▸ Text block
[Start of Attachment]

The business process definitions for employee reviews are specific to the review categories. This allows you to define unique processes for each category.

Note that the review "types" you define in each category are used by name when defining review templates and starting employee reviews.

Review Template

A collection of instructions, sections, and questions that can be used when you start an employee review. A template is specific to a review type. Workday supplies several sections (for example, Responsibilities and Competencies) from which you can select the appropriate ones for the specific template.

Review Type

You define specific types of each Workday-supplied review category. For example, in the Performance Review category, you could define the Annual Review type and the Ad Hoc Performance Review type.

When you start a review or define review templates, you choose a review type, not a review category.

Skill

An ability that is acquired through job experience. In Workday, skills are a quick and easy way to tag employees with particular abilities that make them stand out.

Staffing Event

Any event that changes an employee's position or job, for example, a hire, transfer, or promotion. Staffing events usually trigger an opportunity to change benefits elections.

Staffing Model

Defines how jobs and positions are created and filled in a supervisory organization. Workday supports three kinds of staffing models:

  • Job Management
  • Headcount Management
  • Position Management

Supplemental Earning

Any compensation paid in addition to an employee's regular wages that includes, but is not limited to, severance or dismissal pay, vacation pay, back pay, bonuses, moving expenses, overtime, taxable fringe benefits, and commissions. In Workday, only supplemental earnings can be grossed-up.

Termination Adjustment

A time off adjustment that automatically sets the remaining balance of a worker's time off plan to zero upon the worker's termination.

Time Off

Defines the rules that apply to a specific type of time off. Identifies the time off type, whether adjustments are allowed, and validation rules that prevent users from entering invalid requests. Can also define eligibility rules and limits that differ from the time off plan.

Time Off Plan

Defines rules for entering and tracking one or more related time offs. Identifies the unit of time (hours or days), eligibility requirements, whether to track balances, and if time offs are position-based or worker-based. Time off plans that track balances also specify the balance period (plan year), accruals that add to the plan balance, carryover limits, and other balance tracking rules.

Time Off Type

Names a type of time off users can request, such as Sick Time or Vacation. This is the name users see when entering a time off request. A time off type can be associated with more than one time off.

Time Proration Rule

Prorates employees' target compensation in a bonus or merit increase compensation event according to time-based criteria such as leave of absence or time since hire.

[End of Attachment]

▸ Complete the following
**a.** Answer these questions from the glossary:
(i) How many kinds of staffing models does Workday support?
(ii) What does a termination adjustment set to zero, and when?
(iii) In Workday, which earnings can be grossed-up?
**b.** List every kind of compensation that the glossary names in its definition of Supplemental Earning.
The dataset entries are separate material with no connection to the glossary.

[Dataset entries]
[Start of Attachment]

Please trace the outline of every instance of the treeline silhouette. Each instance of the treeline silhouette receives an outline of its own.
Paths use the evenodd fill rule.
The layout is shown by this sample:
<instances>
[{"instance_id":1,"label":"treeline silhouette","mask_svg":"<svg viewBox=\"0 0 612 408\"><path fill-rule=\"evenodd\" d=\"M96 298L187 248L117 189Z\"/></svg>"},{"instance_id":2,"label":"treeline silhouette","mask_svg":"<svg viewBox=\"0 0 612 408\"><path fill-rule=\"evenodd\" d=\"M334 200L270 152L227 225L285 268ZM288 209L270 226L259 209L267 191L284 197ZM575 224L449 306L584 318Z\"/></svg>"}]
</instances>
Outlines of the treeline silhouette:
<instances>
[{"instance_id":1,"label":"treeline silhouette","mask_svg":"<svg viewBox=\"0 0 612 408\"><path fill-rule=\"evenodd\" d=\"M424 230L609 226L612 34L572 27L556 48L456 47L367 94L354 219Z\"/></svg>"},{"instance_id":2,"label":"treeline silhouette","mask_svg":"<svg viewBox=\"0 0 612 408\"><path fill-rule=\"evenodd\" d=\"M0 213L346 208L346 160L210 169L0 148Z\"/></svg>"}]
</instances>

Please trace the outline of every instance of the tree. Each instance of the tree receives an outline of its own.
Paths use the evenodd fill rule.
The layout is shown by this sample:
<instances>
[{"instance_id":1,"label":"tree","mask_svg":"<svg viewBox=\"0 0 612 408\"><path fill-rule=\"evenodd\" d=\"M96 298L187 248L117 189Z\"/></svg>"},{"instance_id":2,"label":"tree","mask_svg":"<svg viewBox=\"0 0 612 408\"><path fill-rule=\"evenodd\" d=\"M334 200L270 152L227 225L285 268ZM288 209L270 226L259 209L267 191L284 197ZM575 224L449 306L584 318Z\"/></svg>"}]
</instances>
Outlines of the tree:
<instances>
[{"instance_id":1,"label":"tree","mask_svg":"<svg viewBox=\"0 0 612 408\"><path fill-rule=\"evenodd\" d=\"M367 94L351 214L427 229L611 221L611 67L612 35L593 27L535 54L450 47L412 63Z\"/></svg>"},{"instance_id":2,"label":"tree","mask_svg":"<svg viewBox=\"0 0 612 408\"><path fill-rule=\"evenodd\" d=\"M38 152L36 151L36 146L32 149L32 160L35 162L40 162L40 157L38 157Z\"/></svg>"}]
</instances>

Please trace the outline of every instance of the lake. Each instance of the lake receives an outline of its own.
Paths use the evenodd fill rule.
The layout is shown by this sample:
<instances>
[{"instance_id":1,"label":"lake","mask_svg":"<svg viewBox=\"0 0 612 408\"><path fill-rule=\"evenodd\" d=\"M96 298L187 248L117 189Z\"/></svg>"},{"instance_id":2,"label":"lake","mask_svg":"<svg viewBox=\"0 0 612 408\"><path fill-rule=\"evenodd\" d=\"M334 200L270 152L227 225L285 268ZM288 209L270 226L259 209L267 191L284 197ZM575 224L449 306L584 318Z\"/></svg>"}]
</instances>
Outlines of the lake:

[End of Attachment]

▸ Task-by-task outputs
**a.**
(i) Three: Job Management, Headcount Management, and Position Management.
(ii) The remaining balance of a worker's time off plan, upon the worker's termination.
(iii) Only supplemental earnings.

**b.**
- Severance or dismissal pay
- Vacation pay
- Back pay
- Bonuses
- Moving expenses
- Overtime
- Taxable fringe benefits
- Commissions